**Information given**
--------

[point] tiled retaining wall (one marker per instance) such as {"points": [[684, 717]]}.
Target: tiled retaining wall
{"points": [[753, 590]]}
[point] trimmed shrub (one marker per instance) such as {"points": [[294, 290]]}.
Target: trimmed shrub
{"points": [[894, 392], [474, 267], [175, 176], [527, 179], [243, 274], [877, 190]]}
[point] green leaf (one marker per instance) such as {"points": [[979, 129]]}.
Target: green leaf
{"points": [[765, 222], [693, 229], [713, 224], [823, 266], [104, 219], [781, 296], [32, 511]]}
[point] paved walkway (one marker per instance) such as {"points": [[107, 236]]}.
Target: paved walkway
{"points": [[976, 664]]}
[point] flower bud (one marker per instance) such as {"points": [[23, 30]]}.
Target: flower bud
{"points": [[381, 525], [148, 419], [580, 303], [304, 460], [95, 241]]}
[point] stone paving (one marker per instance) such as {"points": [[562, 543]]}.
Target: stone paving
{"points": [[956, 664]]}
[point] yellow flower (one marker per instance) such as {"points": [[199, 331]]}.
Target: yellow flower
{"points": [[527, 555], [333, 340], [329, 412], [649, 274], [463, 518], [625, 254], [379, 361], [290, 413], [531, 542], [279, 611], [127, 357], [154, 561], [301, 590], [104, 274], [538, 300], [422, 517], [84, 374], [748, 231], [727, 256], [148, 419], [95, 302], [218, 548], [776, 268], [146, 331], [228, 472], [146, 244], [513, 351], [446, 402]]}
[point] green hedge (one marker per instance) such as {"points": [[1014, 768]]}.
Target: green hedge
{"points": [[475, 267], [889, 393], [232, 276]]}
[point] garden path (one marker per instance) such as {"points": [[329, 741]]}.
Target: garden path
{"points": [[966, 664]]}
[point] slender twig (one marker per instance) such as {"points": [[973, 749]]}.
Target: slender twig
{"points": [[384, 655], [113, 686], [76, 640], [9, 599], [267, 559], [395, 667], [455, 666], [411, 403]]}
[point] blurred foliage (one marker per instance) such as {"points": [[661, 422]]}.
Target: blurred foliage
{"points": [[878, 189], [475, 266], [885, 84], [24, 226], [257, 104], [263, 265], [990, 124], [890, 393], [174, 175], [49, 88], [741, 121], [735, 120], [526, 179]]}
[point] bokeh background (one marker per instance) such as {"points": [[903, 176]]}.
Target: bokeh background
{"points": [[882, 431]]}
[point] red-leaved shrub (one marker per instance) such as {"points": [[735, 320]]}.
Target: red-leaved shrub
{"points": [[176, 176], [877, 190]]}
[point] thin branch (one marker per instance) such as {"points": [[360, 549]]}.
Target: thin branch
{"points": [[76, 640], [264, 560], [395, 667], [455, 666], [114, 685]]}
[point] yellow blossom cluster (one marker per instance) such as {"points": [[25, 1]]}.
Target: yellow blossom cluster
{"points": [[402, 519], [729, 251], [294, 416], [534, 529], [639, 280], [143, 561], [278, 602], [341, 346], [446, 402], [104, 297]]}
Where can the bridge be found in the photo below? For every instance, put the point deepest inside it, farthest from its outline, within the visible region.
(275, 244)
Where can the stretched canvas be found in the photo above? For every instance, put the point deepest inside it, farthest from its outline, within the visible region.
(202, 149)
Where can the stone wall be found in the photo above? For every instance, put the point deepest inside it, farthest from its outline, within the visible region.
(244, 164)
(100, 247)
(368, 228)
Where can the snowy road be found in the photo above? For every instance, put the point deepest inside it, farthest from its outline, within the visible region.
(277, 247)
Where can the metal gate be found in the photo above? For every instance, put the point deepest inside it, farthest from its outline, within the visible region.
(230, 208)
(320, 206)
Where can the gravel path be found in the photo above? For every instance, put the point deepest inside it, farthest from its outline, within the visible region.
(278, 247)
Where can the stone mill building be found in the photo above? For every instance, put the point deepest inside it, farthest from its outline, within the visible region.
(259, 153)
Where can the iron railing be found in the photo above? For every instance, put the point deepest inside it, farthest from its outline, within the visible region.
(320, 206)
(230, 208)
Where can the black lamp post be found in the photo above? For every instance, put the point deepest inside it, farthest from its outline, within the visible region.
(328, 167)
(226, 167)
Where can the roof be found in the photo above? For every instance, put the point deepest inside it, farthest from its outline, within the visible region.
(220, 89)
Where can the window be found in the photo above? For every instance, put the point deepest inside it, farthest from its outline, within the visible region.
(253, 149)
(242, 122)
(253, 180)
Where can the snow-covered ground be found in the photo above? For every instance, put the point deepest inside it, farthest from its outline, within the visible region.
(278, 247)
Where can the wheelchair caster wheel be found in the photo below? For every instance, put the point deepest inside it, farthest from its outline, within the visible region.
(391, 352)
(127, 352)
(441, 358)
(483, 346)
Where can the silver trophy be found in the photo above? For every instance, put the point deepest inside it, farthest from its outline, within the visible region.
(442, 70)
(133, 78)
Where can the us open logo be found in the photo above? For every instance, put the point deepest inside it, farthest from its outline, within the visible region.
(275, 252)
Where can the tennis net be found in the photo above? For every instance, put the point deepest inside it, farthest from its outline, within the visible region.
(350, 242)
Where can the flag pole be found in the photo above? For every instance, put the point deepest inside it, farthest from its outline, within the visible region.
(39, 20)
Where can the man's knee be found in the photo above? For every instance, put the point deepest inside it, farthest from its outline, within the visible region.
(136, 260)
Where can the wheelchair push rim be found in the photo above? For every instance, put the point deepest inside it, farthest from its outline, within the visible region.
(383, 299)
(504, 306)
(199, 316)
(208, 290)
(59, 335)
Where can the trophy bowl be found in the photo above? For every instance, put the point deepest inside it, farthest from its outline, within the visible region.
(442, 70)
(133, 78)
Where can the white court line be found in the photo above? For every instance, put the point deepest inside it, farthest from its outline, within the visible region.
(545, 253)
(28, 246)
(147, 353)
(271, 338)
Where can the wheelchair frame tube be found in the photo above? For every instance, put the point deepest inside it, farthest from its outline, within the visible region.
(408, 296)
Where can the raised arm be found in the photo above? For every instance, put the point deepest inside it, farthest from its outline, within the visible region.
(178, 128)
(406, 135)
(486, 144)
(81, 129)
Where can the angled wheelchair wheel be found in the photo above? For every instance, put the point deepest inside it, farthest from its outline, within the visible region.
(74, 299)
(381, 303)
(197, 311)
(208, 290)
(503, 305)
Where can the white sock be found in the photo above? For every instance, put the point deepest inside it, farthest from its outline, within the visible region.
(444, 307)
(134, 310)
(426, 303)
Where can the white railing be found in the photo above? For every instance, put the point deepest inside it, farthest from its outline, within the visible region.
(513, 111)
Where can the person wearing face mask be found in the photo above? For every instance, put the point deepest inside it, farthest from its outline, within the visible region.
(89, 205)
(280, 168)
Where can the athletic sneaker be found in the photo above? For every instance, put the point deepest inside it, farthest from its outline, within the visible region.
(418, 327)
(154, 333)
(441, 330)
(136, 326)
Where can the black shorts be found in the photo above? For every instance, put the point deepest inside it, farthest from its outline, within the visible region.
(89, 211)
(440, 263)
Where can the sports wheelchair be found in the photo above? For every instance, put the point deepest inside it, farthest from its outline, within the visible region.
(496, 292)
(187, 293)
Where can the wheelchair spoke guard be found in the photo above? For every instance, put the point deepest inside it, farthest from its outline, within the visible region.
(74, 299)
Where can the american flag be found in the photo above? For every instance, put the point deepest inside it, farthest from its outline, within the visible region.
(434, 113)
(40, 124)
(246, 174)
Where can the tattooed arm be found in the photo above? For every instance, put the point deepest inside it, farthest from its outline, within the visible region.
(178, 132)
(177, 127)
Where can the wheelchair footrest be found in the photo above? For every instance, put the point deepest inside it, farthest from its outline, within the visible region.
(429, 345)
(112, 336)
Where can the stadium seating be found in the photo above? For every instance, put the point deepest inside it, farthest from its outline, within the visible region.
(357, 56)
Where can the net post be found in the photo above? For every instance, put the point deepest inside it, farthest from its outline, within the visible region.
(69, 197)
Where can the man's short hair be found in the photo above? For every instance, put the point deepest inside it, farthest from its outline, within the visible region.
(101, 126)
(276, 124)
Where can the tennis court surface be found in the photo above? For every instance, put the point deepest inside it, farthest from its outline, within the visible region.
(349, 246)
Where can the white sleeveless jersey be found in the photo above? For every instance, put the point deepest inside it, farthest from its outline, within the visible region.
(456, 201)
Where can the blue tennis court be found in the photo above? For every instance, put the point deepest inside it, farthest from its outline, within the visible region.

--------

**The task**
Retype, exactly and only, the lines running from the one with "Where can the american" through the final line of the listing above.

**Solution below**
Where can the american flag be found in the photo above? For every instance, put the point deepest inside it, farthest from its outline, within the visible region.
(434, 113)
(40, 124)
(246, 174)
Where can the tattooed arm be found in the photo above? For every instance, put the point deepest inside it, farthest from its outline, within the visible region.
(178, 132)
(177, 127)
Where can the wheelchair footrest be found in the photo above? For every instance, put the point deepest inside it, farthest from its outline, within the visible region.
(429, 345)
(112, 336)
Where can the stadium seating be found in the photo above? For every instance, put the point deepest inside it, farthest from its outline, within the visible region.
(357, 56)
Where can the net post be found in the photo above? For every instance, put the point deepest inside it, farthest from its outline, within the visible region.
(69, 197)
Where can the man's short hair be found in the photo above? For every instance, put the point deepest inside it, farthest from its outline, within the visible region.
(101, 126)
(276, 124)
Where can the tennis court surface be found in the photo above? For every instance, put the point deepest inside it, farthest from its outline, within the visible region.
(349, 246)
Where can the white sleeveless jersey be found in the photo above? For every instance, put the point deepest inside it, farthest from its outline, within the visible region.
(456, 201)
Where can the blue tennis court be found in the photo above? For every instance, put the point deepest inside it, farthest from its outline, within the visible region.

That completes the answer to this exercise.